| STATED TASK |
Reproduce the stretch from the line containing "[Batch spec] Target class: dry" through the end of the records, swapping "Scan" for "Examine" and changing nothing else.

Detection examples
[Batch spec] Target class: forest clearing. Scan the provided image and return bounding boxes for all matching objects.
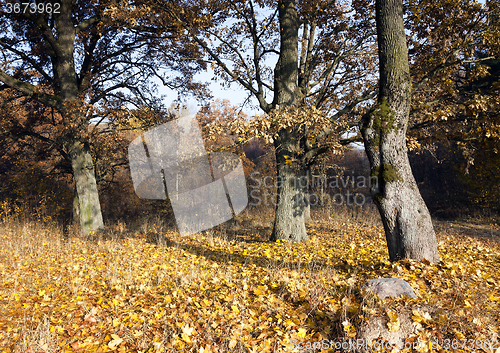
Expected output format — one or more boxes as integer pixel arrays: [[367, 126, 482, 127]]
[[0, 210, 500, 353]]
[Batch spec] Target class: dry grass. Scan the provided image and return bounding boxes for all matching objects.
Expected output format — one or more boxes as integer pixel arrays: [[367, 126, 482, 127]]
[[0, 209, 500, 352]]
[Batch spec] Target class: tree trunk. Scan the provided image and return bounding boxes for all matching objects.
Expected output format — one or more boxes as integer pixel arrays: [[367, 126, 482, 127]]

| SOLUTION FOR THIS TASK |
[Batch spec] Target class: dry grass. Examine the provided image and return bounding boxes for all matching objects.
Expected output format — one or more boxes as integer pixel arrays: [[367, 126, 482, 127]]
[[0, 209, 500, 352]]
[Batch spec] Target class: tree trunk. Examine the provided image and return bounding boxes for all matching objects.
Expected output format — one or more boxes as integer pixel arrays: [[367, 126, 482, 127]]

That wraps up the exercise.